Copy out the listing below, swapping "outline" for "enclose" everywhere it appears and leaving all else unchanged.

(Source data)
-------------------------
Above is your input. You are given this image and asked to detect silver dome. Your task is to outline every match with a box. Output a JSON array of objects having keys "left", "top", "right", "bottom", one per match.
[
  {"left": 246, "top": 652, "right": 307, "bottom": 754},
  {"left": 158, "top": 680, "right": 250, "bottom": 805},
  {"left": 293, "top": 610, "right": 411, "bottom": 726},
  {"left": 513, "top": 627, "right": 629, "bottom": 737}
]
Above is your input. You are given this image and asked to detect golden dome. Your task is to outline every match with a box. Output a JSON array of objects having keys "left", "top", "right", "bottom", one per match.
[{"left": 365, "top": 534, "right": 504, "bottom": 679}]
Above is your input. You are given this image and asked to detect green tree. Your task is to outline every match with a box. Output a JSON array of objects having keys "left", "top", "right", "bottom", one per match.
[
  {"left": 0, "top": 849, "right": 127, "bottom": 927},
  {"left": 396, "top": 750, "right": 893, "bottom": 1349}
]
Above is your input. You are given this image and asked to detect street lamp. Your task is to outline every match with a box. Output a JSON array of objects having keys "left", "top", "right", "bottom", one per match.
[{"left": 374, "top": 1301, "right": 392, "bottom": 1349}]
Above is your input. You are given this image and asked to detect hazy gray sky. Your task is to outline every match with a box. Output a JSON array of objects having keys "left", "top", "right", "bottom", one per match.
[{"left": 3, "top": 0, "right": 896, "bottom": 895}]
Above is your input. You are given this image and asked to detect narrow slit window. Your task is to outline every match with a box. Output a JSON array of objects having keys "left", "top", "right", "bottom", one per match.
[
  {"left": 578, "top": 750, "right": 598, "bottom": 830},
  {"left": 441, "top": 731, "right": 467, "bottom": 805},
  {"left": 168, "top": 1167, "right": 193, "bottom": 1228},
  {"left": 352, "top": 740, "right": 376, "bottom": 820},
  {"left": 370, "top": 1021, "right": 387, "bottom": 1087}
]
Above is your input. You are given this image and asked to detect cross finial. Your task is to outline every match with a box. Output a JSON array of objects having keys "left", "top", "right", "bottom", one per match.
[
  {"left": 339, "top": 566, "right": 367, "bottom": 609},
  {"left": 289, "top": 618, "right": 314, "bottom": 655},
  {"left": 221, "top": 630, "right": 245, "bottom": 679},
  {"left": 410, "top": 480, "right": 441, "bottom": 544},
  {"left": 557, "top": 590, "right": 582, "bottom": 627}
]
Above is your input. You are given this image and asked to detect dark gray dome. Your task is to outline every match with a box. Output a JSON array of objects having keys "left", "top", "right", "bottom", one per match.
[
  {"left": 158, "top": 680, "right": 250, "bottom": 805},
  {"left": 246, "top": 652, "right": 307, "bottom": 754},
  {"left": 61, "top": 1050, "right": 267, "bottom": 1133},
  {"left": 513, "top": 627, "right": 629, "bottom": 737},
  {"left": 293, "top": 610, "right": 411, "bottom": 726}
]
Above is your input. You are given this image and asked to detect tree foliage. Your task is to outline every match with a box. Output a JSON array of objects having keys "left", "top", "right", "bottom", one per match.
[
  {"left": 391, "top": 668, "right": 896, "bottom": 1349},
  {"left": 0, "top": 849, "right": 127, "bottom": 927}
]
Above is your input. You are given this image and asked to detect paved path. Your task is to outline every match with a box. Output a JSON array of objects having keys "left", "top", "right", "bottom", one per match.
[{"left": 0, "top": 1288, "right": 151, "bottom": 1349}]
-------------------------
FINAL RESULT:
Above is your input. You are given this image and asked to detect silver dome. Your task is to enclose every match with a box. Output a JSON array of objects having keys "left", "top", "right", "bottom", one per match.
[
  {"left": 246, "top": 652, "right": 307, "bottom": 754},
  {"left": 158, "top": 680, "right": 250, "bottom": 805},
  {"left": 293, "top": 610, "right": 411, "bottom": 726},
  {"left": 513, "top": 627, "right": 629, "bottom": 737}
]
Above is your input. You are given this image and asked to detect golden dome. Your task is to enclose every match with a box. Output a JSON array of objects having keys "left", "top", "right", "bottom", one per match.
[{"left": 365, "top": 534, "right": 504, "bottom": 679}]
Above is your input. You are given this image and asked to detect green tree. Your task is to enclose every match with a box. Output a JSON array of objects having keys "left", "top", "right", "bottom", one per match.
[
  {"left": 0, "top": 849, "right": 127, "bottom": 927},
  {"left": 396, "top": 750, "right": 893, "bottom": 1349}
]
Above is your input. You are given this image and asked to detect street lamp. Your task is to enclose every match with a box. Output a JSON array of objects having keys "left", "top", "right", "bottom", one per match.
[{"left": 374, "top": 1301, "right": 392, "bottom": 1349}]
Above is your input. You are given this image and asked to detect hazy gray sky. Your task is to enclose every match with a box. Output a JSON array of objects having keys "left", "top", "right", "bottom", one per match.
[{"left": 3, "top": 0, "right": 896, "bottom": 895}]
Above is your input. You are given this image and asked to detect narrow slit window. Your task is to enclose every match with a box. Output a JSON array of objects having keys "left", "top", "right", "bottom", one per match.
[
  {"left": 578, "top": 750, "right": 598, "bottom": 830},
  {"left": 441, "top": 731, "right": 467, "bottom": 805},
  {"left": 168, "top": 1167, "right": 193, "bottom": 1228},
  {"left": 352, "top": 740, "right": 376, "bottom": 820},
  {"left": 370, "top": 1021, "right": 387, "bottom": 1087}
]
Above is your input. You are given this image and asked to detect cross finial. Your task is to enclose every match with a box. Output a JSON array of objects having keys "left", "top", "right", "bottom", one per match.
[
  {"left": 339, "top": 566, "right": 367, "bottom": 609},
  {"left": 289, "top": 618, "right": 314, "bottom": 655},
  {"left": 221, "top": 630, "right": 245, "bottom": 679},
  {"left": 410, "top": 480, "right": 441, "bottom": 544},
  {"left": 557, "top": 590, "right": 582, "bottom": 627}
]
Above is your input. You are given this image and asked to detect dark gray dome. Your task is to enclose every match with a box. Output a JSON array of objects having keys "left", "top", "right", "bottom", one per match.
[
  {"left": 158, "top": 680, "right": 250, "bottom": 805},
  {"left": 246, "top": 652, "right": 307, "bottom": 754},
  {"left": 61, "top": 1050, "right": 267, "bottom": 1133},
  {"left": 513, "top": 627, "right": 629, "bottom": 737},
  {"left": 293, "top": 610, "right": 411, "bottom": 726}
]
Above is your input. You are given this image and asked to detect tree foliage. Your task is to enclose every match with a box. Output a JSON array of objects having keys "left", "top", "right", "bottom", one per match.
[
  {"left": 391, "top": 668, "right": 896, "bottom": 1349},
  {"left": 0, "top": 849, "right": 127, "bottom": 927}
]
Above is your input. You are given this image and asked to detect paved path. Your task is to enclose every match with a box. Output a JSON array of objects having keys "left", "top", "right", "bottom", one per match.
[{"left": 0, "top": 1288, "right": 151, "bottom": 1349}]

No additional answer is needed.